[백준] 7576번: 토마토 / BFS depth(cycle)

https://www.acmicpc.net/problem/7576

기존의 bfs의 depth + cycle수행 결과의 알고리즘이다. 

#include<iostream>

using namespace std;

#include<queue>

int n, m,tomato[1050][1050],day;

bool visited[1050][1050];

queue <int> qx;

queue <int> qy;

int xx[4] = { 0,-1,0,1 };

int yy[4] = { 1,0,-1,0 };

void bfs()

{

while (!qx.empty() & !qy.empty())

{

int cycle = qx.size();

for (int j = 0; j < cycle; j++)

{

int tmp1 = qx.front(); qx.pop();

int tmp2 = qy.front(); qy.pop();

visited[tmp1][tmp2] = true;

for (int i = 0; i < 4; i++)

{

int nx = tmp1+ xx[i];

int ny = tmp2 + yy[i];

if (nx > 0 && ny > 0 && nx <= m && ny <= n)

{

if (!visited[nx][ny] && tomato[nx][ny]==0)

{

tomato[nx][ny] = 1;

visited[nx][ny] = true;

qx.push(nx);

qy.push(ny);

}

}

}

}

day++;

}

}

int main()

{

cin >> n >> m;

for (int i = 1; i <= m; i++)

{

for (int j = 1; j <= n; j++)

{

cin >> tomato[i][j];

if (tomato[i][j] == 1)

^^^^^^^^

작업 1: 추출 텍스트에서 tomato 배열은 어떤 크기로 선언되어 있나요?
작업 2: 추출 텍스트의 코드에서 전역으로 선언된 배열의 이름을 모두 나열하세요.
작업 3: 추출 텍스트에서 "int tmp2 = qy.front();"부터 "nx <= m && ny <= n)"까지, 끝부분을 포함해 한 글자도 바꾸지 말고 다시 타이핑하세요.
이어지는 목록은 추출 텍스트와 무관한 별도 자료입니다.

수집된 데이터
^^^^^^^^

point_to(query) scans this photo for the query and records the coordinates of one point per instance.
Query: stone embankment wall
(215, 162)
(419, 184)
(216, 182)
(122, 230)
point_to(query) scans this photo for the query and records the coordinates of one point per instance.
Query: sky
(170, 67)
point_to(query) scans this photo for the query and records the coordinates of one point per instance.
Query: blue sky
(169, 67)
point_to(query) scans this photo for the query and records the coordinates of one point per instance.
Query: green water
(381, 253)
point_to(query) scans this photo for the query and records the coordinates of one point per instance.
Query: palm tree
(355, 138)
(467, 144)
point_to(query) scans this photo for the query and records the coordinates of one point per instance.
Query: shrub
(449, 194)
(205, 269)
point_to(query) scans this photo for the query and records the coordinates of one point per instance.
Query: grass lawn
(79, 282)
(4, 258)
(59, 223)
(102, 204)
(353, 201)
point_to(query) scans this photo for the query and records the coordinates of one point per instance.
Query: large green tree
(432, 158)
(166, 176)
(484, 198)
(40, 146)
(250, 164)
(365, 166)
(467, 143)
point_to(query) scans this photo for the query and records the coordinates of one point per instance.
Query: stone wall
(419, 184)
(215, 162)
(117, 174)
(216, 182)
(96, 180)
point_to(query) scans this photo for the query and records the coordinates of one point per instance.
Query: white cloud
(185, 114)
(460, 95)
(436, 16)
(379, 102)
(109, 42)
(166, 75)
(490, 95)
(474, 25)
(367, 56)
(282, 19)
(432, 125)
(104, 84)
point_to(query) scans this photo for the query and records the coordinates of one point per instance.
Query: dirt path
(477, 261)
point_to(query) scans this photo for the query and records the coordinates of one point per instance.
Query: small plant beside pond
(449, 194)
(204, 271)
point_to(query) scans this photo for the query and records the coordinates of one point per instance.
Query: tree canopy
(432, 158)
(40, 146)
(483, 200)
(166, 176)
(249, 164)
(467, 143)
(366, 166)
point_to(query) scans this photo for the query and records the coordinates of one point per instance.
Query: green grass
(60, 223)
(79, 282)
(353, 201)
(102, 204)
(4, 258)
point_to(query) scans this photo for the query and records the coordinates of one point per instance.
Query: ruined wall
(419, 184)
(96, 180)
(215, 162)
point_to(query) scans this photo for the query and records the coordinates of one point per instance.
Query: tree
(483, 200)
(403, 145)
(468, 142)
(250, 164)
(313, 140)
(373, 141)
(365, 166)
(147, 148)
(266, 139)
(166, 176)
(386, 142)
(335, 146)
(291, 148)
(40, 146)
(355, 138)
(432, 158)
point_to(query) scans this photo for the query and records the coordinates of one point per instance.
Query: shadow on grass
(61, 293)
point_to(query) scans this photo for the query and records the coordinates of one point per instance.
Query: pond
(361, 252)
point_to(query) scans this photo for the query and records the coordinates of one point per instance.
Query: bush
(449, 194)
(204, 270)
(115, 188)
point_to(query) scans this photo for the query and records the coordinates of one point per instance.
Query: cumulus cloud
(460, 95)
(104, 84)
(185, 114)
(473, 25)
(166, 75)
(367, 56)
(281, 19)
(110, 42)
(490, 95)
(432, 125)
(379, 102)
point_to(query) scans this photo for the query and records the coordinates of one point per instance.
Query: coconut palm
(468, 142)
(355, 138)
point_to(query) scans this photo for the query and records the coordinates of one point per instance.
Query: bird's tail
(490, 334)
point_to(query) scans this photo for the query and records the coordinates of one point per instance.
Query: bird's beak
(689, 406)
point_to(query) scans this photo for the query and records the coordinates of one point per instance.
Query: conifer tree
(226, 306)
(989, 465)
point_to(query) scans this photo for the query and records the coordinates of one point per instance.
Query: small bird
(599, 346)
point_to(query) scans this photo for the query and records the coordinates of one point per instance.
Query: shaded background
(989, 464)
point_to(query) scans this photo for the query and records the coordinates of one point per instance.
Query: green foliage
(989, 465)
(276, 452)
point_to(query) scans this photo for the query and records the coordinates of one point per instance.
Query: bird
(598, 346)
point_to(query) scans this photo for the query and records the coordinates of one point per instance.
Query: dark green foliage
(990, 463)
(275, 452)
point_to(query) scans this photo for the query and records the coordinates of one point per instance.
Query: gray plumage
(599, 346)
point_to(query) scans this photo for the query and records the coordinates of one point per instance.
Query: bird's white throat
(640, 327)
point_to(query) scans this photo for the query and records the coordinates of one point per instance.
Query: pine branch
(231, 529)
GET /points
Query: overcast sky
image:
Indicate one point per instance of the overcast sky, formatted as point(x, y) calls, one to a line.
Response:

^^^^^^^^

연습 답안 1: [1050][1050] 크기로 선언되어 있습니다.

연습 답안 2: tomato, visited, xx, yy

연습 답안 3:
int tmp2 = qy.front(); qy.pop();

visited[tmp1][tmp2] = true;

for (int i = 0; i < 4; i++)

{

int nx = tmp1+ xx[i];

int ny = tmp2 + yy[i];

if (nx > 0 && ny > 0 && nx <= m && ny <= n)